_Passage:_
☆ ☆ ☆ ☆ ☆

Palmitoylation of G Proteins. Striatal membranes were prepared as in the GTPS binding assay. The final reaction volume was 250 µl containing 200 µg of membrane proteins, 800 µCi/ml 9,10-[³H]palmitate, 1 mM MgCl₂, and 50 nM Gpp(NH)p. The reaction was carried out at 30°C for 15 min in the absence or presence of agonists, terminated by adding 750 µl of ice-cold Krebs-Ringer buffer containing 1 mM EGTA, and immediately centrifuged at 16,000g for 5 min. The pellets were solubilized in 1 ml of immunoprecipitation buffer containing 100 mM Tris-HCl, pH 7.4, 1.25% (v/v) Nonidet P-40, 200 mM NaCl, 20 mM MgCl₂, 10 mM EDTA, and 0.2% SDS by brief sonication. The specific G proteins in solubilized membrane were immunoprecipitated by incubation with antisera raised against specific G proteins. The immunoprecipitates were washed and suspended in immunoprecipitation buffer. The radioactivity in the suspension was measured by liquid scintillation spectrometry. The radioactivity precipitated by normal rabbit serum was considered background and subtracted from all agonist-stimulated values.

☆ ☆ ☆ ☆ ☆

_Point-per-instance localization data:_

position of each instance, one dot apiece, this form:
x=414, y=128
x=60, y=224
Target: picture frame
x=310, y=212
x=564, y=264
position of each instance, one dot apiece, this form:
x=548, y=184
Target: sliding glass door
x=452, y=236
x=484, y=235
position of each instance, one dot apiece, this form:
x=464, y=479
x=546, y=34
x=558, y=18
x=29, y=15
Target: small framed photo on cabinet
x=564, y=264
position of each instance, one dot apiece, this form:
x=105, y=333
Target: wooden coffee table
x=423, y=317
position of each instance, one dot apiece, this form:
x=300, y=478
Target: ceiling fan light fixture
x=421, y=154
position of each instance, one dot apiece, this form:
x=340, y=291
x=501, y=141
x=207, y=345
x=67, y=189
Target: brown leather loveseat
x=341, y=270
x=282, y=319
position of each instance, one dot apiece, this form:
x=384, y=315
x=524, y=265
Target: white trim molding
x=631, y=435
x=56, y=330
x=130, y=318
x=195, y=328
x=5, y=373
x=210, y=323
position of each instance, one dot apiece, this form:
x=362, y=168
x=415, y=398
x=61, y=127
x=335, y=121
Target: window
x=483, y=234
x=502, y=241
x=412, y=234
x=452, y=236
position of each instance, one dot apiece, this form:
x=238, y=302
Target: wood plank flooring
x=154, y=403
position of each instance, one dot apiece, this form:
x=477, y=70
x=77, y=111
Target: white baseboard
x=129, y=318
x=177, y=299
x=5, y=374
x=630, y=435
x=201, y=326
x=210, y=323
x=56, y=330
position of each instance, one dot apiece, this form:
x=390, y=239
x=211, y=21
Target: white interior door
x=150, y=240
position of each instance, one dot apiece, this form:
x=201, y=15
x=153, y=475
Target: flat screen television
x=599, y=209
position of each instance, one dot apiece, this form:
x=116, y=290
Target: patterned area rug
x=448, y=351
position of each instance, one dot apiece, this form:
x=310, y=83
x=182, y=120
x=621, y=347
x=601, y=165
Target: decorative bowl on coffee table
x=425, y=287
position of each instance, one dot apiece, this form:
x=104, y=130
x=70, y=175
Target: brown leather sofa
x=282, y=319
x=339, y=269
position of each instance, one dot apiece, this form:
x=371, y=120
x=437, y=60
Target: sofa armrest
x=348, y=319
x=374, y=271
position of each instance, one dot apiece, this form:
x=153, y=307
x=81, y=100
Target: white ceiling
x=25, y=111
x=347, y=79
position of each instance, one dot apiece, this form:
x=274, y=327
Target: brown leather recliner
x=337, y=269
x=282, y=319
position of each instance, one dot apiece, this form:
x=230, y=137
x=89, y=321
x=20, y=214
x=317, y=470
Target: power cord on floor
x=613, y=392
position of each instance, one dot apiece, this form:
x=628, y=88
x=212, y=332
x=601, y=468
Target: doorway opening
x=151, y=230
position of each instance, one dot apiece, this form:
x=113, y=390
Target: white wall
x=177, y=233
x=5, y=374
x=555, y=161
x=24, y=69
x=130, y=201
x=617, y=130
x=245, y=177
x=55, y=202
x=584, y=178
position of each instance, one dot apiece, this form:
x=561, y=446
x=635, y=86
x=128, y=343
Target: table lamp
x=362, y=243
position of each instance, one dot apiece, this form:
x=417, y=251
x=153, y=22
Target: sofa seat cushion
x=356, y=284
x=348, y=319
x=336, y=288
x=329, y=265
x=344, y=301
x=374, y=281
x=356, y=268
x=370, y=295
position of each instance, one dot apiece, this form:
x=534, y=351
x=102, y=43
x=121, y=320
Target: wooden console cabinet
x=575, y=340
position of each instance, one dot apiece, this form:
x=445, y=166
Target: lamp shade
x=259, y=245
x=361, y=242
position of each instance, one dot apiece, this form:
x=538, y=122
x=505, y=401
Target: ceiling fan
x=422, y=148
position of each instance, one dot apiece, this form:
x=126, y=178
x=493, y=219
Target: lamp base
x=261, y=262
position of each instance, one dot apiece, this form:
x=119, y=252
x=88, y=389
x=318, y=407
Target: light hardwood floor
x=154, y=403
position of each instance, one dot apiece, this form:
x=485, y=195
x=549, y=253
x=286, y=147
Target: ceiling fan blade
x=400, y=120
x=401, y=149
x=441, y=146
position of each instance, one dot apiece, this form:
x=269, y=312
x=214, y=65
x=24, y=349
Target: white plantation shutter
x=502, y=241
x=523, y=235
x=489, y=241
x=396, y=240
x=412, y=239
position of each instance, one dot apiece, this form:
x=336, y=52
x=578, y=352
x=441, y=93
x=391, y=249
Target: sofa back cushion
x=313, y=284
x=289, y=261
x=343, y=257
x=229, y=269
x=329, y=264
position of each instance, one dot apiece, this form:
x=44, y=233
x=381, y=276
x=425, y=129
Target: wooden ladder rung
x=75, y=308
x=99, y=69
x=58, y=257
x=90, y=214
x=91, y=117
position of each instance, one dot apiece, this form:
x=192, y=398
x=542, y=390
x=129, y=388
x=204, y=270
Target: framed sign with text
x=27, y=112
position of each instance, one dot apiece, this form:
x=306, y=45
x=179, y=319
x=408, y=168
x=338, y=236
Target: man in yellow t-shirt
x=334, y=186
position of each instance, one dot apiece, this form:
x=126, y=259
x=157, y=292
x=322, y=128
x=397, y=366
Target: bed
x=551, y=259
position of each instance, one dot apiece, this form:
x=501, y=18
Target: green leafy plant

☆ ☆ ☆ ☆ ☆

_Exercise description:_ Continue the methods passage on the palmitoylation of G proteins, starting after its final sentence.

_Written response:_
Radioligand Binding Studies. The ligand binding assays for D₁ and D₂ dopamine receptors were performed as described previously (Billard et al., 1984; Kohler et al., 1985). Briefly, striatal tissue was homogenized with Teflon glass homogenizer in 20 volumes of ice-cold buffer containing 50 mM Tris-HCl, pH 7.4, 2 mM EGTA, and 10% sucrose. The homogenate was centrifuged for 5 min at 800g, and the supernatant was centrifuged for 20 min at 49,000g. The pellet was washed twice and suspended in 50 mM Tris-HCl buffer, pH 7.4. Reaction mixtures containing 50 mM Tris-HCl buffer, pH 7.4, 120 mM NaCl, 5 mM KCl, 2 mM CaCl₂, 1 mM MgCl₂, and [³H]SCH23390 (0.1-6.4 nM) or [³H]raclopride (0.25-16 nM), in a total volume of 250 µl were incubated at 37°C for 30 min and terminated by vacuum filtration through Whatman GF/B filters (Whatman, Clifton, NJ) followed by three washes with 4 ml of cold 50 mM Tris-HCl buffer, pH 7.4. Nonspecific binding was defined as binding in the presence of 10 µM cis-flupenthixol for D₁ dopamine receptor binding or 1 µM haloperidol for D₂ dopamine receptor binding. In addition, 10 µM of mesulergine was added into the D₁ dopamine receptor binding assay to prevent binding of SCH23390 to serotonin receptors. The receptor densities and affinities were calculated by Scatchard analysis. To determine receptor agonist affinities, the competition of [³H]SCH23390 or [³H]raclopride binding was carried out in the presence of 0.01 to 100 µM dopamine. The dopamine-mediated competition curve was fitted, and the percentage of high- and low-affinity binding sites was calculated according to a two-site binding model (Munson and Rodbard, 1980).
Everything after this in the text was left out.